Texte à lire:
=======

Janſéniſtes. Catholiques bâtards, qui en dépit du très-Saint Pere, du Clergé & de la Cour, veulent à toute force paſſer pour très-orthodoxes. La grace efficace n’a pu encore juſqu’ici ſe faire goûter à la Cour ; en récompenſe elle a pour elle la rue S. Honoré, le Marais & les Halles, ſans compter pluſieurs de Noſſeigneurs du Parlement. Les Janſéniſtes ſont aſſez doux quand ils ne ſont point les plus forts ; leur charité s’aigrit un peu quand ils ont la force en main. Malgré l’auſtérité de leurs mœurs, leurs fronts ſe dérident quelquefois à la vue des miracles éclatans que Dieu opere chaque jour à la ſourdine en leur faveur : c’eſt ſur-tout en Carême que leur gayeté ſe déploie ; pour l’édification des gens de bien Sœur Françoiſe donnoit ci-devant un bal prié, le jour du Vendredi-Saint, rue Saint Denis, dans une allée vis-à-vis de St. Leu & St. Gilles. On dit qu’elle eſt morte à force d’y faire les beaux bras. V. Convulſionnaires & Secours. Cet Article eſt de Mr. Abraham Chaumeix.

Idées innées C’eſt ainſi que l’on nomme des notions que les nourrices & les Prêtres ont inſpirées de ſi bonne heure, & qu’ils ont ſi ſouvent répétées, que, devenu grand, l’on croit les avoir eu toujours, ou les avoir reçues dès le ventre de ſa mere. Toutes les idées du Catéchiſme ſont évidemment des idées innées.

Idolâtrie. Culte Religieux que l’on rend à des objets matériels & inanimés ; il n’eſt dû qu’au vrai Dieu & ne peut ſans crime ſe transférer aux créatures, à moins qu’il ne prît fantaiſie au vrai Dieu de ſe changer en gauffre, ou de changer la gauffre en lui, ce qui change la Thèſe.

Jéruſalem. Il y a deux villes de ce nom, l’une ſituéé en Judée, & l’autre au cinquantieme dégré des eſpaces imaginaires. Cette derniere eſt, ſelon St. Jean, une belle ville toute de diamans, d’émeraudes & de rubis ; les Chrétiens, qui ſe ſeront bien macérés ici-bas, iront y faire bombance un jour.

=======

Objet de l'exercice: D'après le texte à lire, où se trouvent les deux villes nommées Jérusalem ?

=======

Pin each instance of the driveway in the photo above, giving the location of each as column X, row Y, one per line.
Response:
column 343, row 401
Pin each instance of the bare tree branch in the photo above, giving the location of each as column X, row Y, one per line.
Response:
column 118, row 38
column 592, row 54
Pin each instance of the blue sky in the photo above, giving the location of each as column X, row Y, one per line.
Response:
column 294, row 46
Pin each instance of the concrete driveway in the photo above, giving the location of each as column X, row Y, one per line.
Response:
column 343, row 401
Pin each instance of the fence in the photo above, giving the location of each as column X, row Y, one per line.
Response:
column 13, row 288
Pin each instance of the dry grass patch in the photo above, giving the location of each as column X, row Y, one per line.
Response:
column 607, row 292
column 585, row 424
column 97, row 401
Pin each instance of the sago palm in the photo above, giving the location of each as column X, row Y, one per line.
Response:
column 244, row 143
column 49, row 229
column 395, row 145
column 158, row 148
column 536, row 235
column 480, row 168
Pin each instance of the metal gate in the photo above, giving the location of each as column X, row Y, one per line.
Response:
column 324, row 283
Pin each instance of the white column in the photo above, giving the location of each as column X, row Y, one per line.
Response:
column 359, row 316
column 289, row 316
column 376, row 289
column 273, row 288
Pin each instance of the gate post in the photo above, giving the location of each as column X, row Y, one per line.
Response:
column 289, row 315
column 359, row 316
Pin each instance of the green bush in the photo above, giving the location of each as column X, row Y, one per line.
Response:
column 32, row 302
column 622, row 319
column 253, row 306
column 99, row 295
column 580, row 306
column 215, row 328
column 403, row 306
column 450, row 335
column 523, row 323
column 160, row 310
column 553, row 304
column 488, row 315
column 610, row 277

=======

Réponse attendue: L'une est située en Judée, l'autre au cinquantième degré des espaces imaginaires.